Your instructions: Among the entries below, count the lines holding the string "blue". Respond with the number alone.

Photo-based referring expression data:
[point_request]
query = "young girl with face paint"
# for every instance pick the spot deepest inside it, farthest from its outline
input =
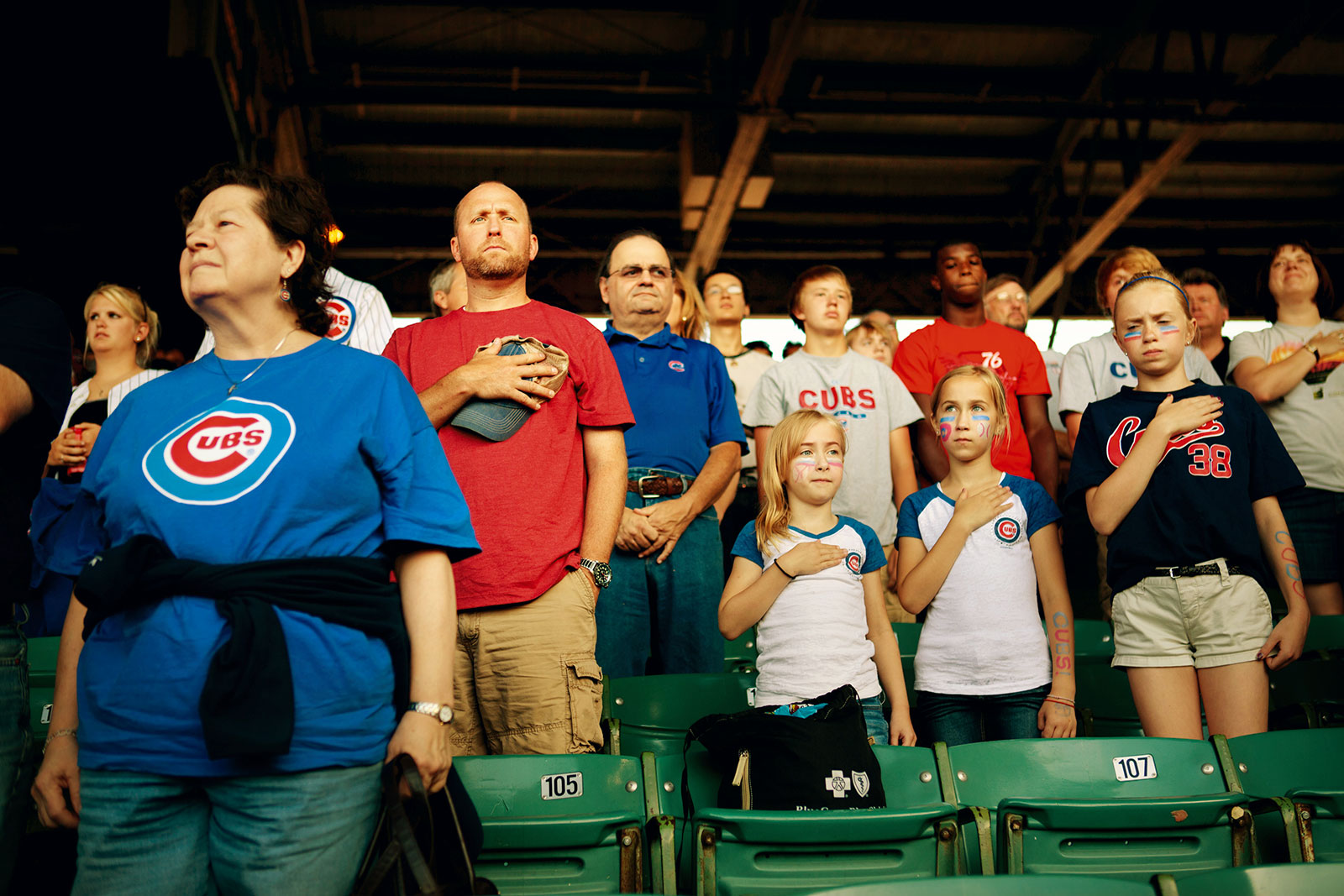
(1182, 477)
(812, 584)
(974, 551)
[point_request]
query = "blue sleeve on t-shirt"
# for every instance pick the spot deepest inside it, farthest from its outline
(1041, 510)
(874, 555)
(725, 421)
(907, 520)
(423, 501)
(746, 547)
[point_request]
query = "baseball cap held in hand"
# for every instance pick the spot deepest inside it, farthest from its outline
(497, 419)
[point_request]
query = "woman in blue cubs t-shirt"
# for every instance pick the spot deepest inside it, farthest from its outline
(280, 448)
(1182, 477)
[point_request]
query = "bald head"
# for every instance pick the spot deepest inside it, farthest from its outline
(490, 196)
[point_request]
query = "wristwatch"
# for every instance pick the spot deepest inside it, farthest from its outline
(440, 711)
(601, 571)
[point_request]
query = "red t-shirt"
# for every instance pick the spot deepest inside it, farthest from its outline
(526, 493)
(929, 352)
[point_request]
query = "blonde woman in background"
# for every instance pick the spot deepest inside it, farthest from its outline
(687, 316)
(121, 332)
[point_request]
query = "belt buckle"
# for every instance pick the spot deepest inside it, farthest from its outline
(638, 484)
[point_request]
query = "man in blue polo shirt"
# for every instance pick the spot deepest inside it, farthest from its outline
(687, 441)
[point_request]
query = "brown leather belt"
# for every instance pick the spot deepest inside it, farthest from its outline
(656, 486)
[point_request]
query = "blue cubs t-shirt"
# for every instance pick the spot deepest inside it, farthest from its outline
(981, 633)
(682, 398)
(1198, 503)
(322, 453)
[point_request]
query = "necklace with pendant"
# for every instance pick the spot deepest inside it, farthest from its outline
(237, 383)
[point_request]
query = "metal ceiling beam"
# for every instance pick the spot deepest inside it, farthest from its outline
(1175, 154)
(746, 143)
(1328, 109)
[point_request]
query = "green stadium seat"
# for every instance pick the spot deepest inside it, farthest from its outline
(1261, 880)
(907, 640)
(568, 824)
(732, 852)
(655, 711)
(739, 654)
(1310, 694)
(1105, 705)
(1000, 886)
(1305, 768)
(1093, 638)
(1059, 806)
(42, 683)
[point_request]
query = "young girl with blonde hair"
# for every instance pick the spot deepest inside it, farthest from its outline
(974, 551)
(1183, 477)
(811, 582)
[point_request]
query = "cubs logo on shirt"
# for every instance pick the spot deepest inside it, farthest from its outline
(1007, 530)
(342, 313)
(222, 454)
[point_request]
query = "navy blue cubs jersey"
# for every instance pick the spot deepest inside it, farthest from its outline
(1198, 503)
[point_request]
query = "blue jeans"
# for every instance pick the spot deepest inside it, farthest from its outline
(15, 747)
(296, 833)
(968, 719)
(878, 727)
(669, 606)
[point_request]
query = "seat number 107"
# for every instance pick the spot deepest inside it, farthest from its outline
(562, 786)
(1135, 768)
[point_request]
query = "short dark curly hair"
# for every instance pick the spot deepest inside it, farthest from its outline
(295, 208)
(1326, 300)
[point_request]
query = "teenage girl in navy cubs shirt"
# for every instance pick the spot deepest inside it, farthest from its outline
(1182, 477)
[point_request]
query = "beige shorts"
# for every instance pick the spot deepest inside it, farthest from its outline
(524, 678)
(1200, 621)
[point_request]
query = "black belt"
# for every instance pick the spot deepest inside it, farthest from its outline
(1205, 569)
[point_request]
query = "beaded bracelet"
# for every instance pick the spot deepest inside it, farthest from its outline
(62, 732)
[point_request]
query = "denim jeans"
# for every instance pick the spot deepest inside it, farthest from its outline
(296, 833)
(967, 719)
(878, 727)
(669, 606)
(15, 747)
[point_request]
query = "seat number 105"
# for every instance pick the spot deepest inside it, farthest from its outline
(1135, 768)
(562, 786)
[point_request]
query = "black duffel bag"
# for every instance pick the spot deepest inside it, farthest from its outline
(793, 758)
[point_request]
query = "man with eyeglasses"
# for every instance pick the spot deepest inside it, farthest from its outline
(726, 307)
(544, 499)
(667, 573)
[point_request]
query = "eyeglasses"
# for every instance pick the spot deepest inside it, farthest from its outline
(633, 271)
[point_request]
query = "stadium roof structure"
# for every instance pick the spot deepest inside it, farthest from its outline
(773, 134)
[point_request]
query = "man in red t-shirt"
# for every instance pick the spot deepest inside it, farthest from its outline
(546, 501)
(963, 336)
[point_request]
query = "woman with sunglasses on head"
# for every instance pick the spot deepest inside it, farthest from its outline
(237, 667)
(1294, 371)
(121, 332)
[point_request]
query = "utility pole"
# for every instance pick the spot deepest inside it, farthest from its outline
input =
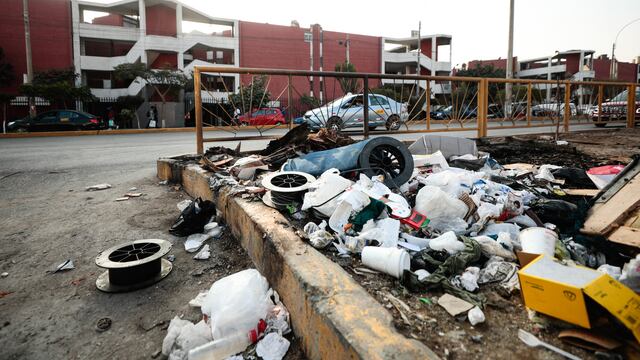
(308, 37)
(348, 43)
(27, 41)
(613, 71)
(508, 86)
(418, 51)
(321, 65)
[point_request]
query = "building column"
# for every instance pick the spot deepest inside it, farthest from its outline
(434, 48)
(75, 28)
(549, 78)
(142, 12)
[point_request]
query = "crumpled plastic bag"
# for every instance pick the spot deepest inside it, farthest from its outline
(453, 265)
(318, 236)
(195, 241)
(445, 211)
(193, 218)
(272, 347)
(182, 336)
(491, 248)
(504, 272)
(468, 280)
(448, 242)
(631, 274)
(236, 303)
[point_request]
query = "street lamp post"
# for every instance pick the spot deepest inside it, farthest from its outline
(613, 73)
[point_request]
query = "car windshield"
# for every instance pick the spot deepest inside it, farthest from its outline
(623, 96)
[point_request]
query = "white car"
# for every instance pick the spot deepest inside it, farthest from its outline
(348, 111)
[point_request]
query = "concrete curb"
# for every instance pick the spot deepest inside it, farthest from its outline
(332, 314)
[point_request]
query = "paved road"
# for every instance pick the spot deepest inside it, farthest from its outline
(139, 151)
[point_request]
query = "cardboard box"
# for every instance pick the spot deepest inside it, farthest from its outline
(560, 291)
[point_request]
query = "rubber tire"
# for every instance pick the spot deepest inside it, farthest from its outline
(393, 122)
(404, 156)
(334, 122)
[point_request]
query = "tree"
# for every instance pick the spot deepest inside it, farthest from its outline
(130, 104)
(165, 82)
(251, 96)
(348, 85)
(7, 75)
(58, 87)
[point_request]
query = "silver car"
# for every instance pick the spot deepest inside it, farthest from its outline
(348, 111)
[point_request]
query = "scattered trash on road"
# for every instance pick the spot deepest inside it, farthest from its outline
(98, 187)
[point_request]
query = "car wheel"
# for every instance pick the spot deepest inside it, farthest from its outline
(389, 157)
(334, 123)
(393, 122)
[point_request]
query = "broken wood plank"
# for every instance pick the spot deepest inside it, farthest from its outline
(626, 236)
(602, 218)
(581, 192)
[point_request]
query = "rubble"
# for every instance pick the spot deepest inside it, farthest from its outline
(439, 216)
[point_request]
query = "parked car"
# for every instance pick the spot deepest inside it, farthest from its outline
(615, 109)
(57, 120)
(552, 109)
(348, 111)
(461, 113)
(263, 116)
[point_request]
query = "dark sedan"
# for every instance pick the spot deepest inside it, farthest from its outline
(57, 120)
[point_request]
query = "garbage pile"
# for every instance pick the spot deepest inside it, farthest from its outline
(238, 311)
(439, 215)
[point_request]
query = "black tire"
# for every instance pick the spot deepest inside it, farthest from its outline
(393, 122)
(389, 157)
(334, 123)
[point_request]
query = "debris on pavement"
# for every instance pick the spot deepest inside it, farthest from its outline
(238, 311)
(64, 266)
(455, 219)
(103, 324)
(98, 187)
(193, 218)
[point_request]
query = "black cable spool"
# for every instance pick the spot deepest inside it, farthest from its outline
(133, 265)
(286, 188)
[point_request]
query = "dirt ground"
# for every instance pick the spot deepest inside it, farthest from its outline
(54, 316)
(455, 338)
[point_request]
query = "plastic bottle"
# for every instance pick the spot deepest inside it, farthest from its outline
(228, 346)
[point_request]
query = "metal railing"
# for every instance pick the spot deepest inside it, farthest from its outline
(270, 101)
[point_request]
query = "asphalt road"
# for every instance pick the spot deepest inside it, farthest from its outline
(97, 155)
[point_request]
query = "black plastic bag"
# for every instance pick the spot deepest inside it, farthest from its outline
(193, 218)
(574, 177)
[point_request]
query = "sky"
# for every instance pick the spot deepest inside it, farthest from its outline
(479, 27)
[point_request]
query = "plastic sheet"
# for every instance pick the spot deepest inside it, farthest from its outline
(445, 212)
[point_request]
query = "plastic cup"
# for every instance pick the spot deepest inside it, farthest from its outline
(392, 261)
(538, 240)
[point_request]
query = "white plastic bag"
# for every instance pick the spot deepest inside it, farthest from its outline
(323, 193)
(236, 303)
(447, 241)
(194, 241)
(272, 347)
(183, 336)
(445, 211)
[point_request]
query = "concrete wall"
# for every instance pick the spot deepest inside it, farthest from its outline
(161, 20)
(50, 22)
(627, 72)
(283, 47)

Response area: 6